**WHAT YOU WILL DO:** Pull every line with "backdrop" from the material.

**PROVIDED MATERIAL:**

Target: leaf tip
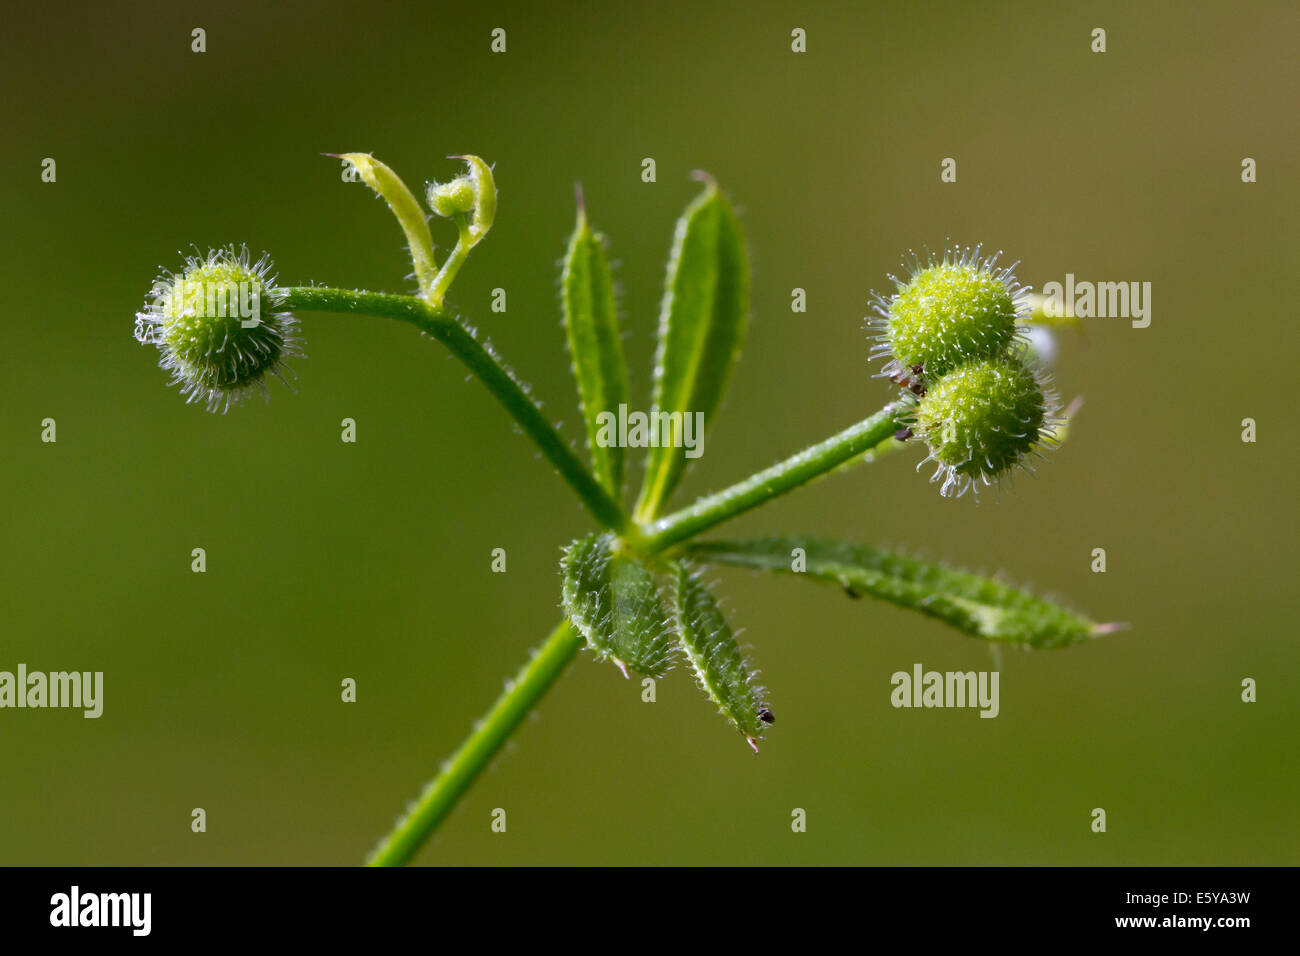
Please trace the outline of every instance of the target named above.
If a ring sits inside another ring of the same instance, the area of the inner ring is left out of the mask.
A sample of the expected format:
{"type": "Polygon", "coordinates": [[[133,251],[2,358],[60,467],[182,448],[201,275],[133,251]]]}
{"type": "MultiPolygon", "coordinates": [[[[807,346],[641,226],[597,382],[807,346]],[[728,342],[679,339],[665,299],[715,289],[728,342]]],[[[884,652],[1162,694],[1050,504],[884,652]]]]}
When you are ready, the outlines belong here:
{"type": "Polygon", "coordinates": [[[718,181],[713,178],[713,174],[708,170],[692,169],[691,179],[695,180],[697,183],[703,183],[710,190],[716,191],[718,188],[718,181]]]}
{"type": "Polygon", "coordinates": [[[1133,627],[1128,621],[1110,621],[1106,624],[1094,625],[1092,629],[1093,637],[1105,637],[1107,634],[1114,634],[1117,631],[1127,631],[1133,627]]]}
{"type": "Polygon", "coordinates": [[[754,753],[758,753],[758,739],[757,739],[757,738],[755,738],[755,737],[746,737],[746,738],[745,738],[745,742],[746,742],[747,744],[749,744],[749,746],[752,747],[752,748],[754,749],[754,753]]]}

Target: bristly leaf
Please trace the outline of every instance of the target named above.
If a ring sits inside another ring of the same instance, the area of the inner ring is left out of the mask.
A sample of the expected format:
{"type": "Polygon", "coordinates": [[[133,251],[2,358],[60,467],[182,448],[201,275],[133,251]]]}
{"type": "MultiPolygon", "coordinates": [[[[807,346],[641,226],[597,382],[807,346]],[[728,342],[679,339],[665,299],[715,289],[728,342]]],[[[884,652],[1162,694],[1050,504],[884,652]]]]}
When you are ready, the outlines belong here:
{"type": "MultiPolygon", "coordinates": [[[[673,434],[660,434],[650,447],[637,520],[656,517],[681,480],[687,462],[682,442],[685,416],[698,413],[705,427],[712,421],[740,353],[748,317],[749,260],[740,221],[709,181],[677,221],[668,260],[653,410],[672,416],[673,434]]],[[[661,419],[656,415],[654,421],[661,419]]]]}
{"type": "Polygon", "coordinates": [[[757,753],[758,738],[772,722],[772,712],[759,700],[749,662],[700,577],[683,562],[677,564],[674,579],[673,618],[682,651],[705,695],[757,753]]]}
{"type": "Polygon", "coordinates": [[[617,419],[619,406],[627,403],[627,366],[604,237],[587,225],[581,205],[560,281],[564,327],[587,423],[591,464],[597,479],[617,501],[623,493],[623,447],[616,438],[599,440],[600,418],[608,414],[617,419]]]}
{"type": "Polygon", "coordinates": [[[1045,598],[991,578],[878,548],[816,538],[707,541],[689,546],[709,564],[759,568],[834,581],[936,617],[972,637],[1029,647],[1068,647],[1122,625],[1097,624],[1045,598]],[[802,554],[796,551],[802,549],[802,554]],[[802,572],[796,571],[801,567],[802,572]]]}
{"type": "Polygon", "coordinates": [[[589,535],[564,549],[564,610],[595,654],[662,677],[672,667],[669,618],[654,576],[639,561],[615,552],[612,535],[589,535]]]}

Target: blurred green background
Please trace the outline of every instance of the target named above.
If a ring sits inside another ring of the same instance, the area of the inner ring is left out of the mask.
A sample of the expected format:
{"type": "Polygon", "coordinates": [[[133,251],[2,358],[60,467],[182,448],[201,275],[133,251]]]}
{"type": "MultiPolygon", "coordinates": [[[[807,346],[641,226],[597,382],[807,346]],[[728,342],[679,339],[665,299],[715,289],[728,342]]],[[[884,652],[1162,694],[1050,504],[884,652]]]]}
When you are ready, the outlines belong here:
{"type": "Polygon", "coordinates": [[[409,289],[395,223],[320,155],[346,150],[412,184],[453,174],[450,153],[496,164],[497,225],[452,301],[575,441],[555,287],[573,183],[612,241],[644,405],[688,174],[720,180],[753,322],[679,503],[888,400],[861,326],[909,248],[983,242],[1035,287],[1153,283],[1150,328],[1061,338],[1058,385],[1087,404],[1001,501],[940,499],[913,452],[726,529],[1002,570],[1131,631],[1004,653],[996,720],[895,710],[894,671],[988,669],[989,649],[723,572],[778,717],[761,756],[684,672],[643,704],[584,655],[420,862],[1300,863],[1300,435],[1278,391],[1296,354],[1296,37],[1281,2],[14,9],[0,669],[102,670],[106,690],[99,720],[0,711],[0,863],[357,862],[558,618],[559,547],[591,522],[437,345],[305,315],[297,394],[212,416],[131,337],[157,267],[191,244],[268,250],[288,283],[409,289]]]}

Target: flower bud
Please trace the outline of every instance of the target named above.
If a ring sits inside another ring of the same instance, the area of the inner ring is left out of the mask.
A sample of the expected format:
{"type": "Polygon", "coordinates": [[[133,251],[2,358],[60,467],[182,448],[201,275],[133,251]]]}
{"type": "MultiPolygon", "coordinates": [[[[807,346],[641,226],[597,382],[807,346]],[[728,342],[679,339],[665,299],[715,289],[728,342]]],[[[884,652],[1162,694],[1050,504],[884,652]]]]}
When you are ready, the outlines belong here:
{"type": "Polygon", "coordinates": [[[497,214],[497,184],[492,167],[477,156],[451,156],[465,161],[464,175],[449,183],[430,183],[425,198],[439,216],[469,213],[469,248],[492,228],[497,214]]]}
{"type": "Polygon", "coordinates": [[[461,176],[449,183],[430,183],[426,194],[429,208],[444,219],[474,208],[474,182],[461,176]]]}
{"type": "Polygon", "coordinates": [[[189,402],[225,411],[254,386],[265,392],[267,374],[283,380],[283,360],[301,355],[297,320],[278,311],[282,294],[263,256],[249,262],[234,248],[191,257],[179,274],[164,273],[135,317],[135,337],[162,353],[189,402]]]}

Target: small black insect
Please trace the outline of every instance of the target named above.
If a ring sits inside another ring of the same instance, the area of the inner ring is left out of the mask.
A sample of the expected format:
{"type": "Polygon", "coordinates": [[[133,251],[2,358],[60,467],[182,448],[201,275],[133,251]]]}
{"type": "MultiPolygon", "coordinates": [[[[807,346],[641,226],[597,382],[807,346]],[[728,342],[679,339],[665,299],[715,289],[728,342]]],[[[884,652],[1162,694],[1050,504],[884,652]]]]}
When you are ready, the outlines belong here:
{"type": "Polygon", "coordinates": [[[925,366],[913,365],[910,371],[910,375],[901,370],[897,371],[893,375],[889,376],[889,380],[895,385],[901,385],[903,388],[910,389],[917,395],[924,395],[925,382],[922,380],[921,376],[925,374],[925,366]]]}
{"type": "Polygon", "coordinates": [[[763,723],[765,723],[765,724],[774,724],[774,723],[776,723],[776,717],[774,717],[774,716],[772,715],[772,712],[771,712],[770,710],[768,710],[766,707],[764,707],[762,710],[760,710],[760,711],[758,712],[758,719],[761,720],[761,721],[762,721],[763,723]]]}
{"type": "Polygon", "coordinates": [[[894,432],[894,438],[897,441],[907,441],[909,438],[912,437],[912,434],[913,434],[912,429],[900,428],[898,431],[894,432]]]}

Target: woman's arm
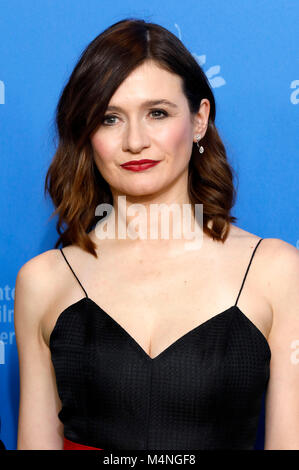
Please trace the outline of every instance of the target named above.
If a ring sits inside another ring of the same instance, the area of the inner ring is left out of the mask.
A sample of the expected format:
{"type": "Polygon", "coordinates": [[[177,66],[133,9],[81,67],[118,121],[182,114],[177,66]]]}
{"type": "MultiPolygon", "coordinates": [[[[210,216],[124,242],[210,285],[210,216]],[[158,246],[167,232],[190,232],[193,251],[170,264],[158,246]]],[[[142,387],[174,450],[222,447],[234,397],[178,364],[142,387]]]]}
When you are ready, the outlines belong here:
{"type": "Polygon", "coordinates": [[[63,449],[61,402],[41,318],[51,293],[45,254],[28,261],[15,285],[14,322],[20,369],[18,450],[63,449]]]}
{"type": "Polygon", "coordinates": [[[268,286],[273,309],[265,450],[299,450],[299,251],[272,239],[268,286]]]}

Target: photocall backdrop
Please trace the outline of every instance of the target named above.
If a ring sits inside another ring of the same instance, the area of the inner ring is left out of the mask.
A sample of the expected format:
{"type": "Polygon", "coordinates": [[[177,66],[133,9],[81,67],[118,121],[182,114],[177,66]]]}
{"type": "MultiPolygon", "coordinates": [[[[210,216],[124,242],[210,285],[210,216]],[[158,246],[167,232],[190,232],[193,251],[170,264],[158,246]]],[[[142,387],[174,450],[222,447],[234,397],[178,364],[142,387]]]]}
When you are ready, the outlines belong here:
{"type": "MultiPolygon", "coordinates": [[[[237,225],[299,248],[298,0],[0,0],[0,439],[7,449],[16,448],[19,406],[15,280],[57,239],[43,196],[55,106],[82,50],[127,17],[166,27],[203,67],[238,175],[237,225]]],[[[263,439],[264,406],[257,449],[263,439]]]]}

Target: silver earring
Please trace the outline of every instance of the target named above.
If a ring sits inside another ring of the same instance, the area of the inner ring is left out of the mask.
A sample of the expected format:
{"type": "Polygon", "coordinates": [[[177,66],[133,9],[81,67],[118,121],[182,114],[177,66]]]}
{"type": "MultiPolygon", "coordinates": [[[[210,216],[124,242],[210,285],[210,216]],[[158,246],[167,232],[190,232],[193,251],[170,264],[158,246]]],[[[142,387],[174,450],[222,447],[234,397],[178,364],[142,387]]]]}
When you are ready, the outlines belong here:
{"type": "Polygon", "coordinates": [[[204,153],[205,149],[203,148],[202,145],[199,145],[200,138],[201,138],[201,135],[200,135],[200,134],[197,134],[197,135],[195,136],[196,145],[197,145],[197,147],[198,147],[199,153],[204,153]]]}

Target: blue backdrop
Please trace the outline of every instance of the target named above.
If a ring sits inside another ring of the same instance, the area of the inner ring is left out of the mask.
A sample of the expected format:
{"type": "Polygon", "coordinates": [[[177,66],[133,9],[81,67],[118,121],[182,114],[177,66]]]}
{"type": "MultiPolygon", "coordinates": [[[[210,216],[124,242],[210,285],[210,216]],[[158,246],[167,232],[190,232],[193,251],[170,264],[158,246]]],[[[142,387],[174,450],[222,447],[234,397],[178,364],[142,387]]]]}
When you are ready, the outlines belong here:
{"type": "Polygon", "coordinates": [[[19,401],[15,280],[56,241],[43,197],[54,109],[83,48],[126,17],[172,31],[209,78],[238,174],[237,225],[299,248],[298,0],[0,0],[0,438],[8,449],[16,448],[19,401]]]}

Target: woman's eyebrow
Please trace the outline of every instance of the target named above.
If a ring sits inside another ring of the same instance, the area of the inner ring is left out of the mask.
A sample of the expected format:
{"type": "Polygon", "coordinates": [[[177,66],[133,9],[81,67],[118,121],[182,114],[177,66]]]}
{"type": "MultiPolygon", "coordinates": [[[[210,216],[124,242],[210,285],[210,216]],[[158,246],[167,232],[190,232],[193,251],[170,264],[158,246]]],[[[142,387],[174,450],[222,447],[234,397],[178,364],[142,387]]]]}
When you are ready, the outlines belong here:
{"type": "MultiPolygon", "coordinates": [[[[172,108],[177,108],[177,105],[175,103],[172,103],[172,101],[169,100],[147,100],[144,101],[141,106],[156,106],[159,104],[166,104],[172,108]]],[[[122,111],[122,108],[120,106],[108,106],[107,111],[122,111]]]]}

**ANSWER TO THIS TASK:**
Target: photocall backdrop
Target: blue backdrop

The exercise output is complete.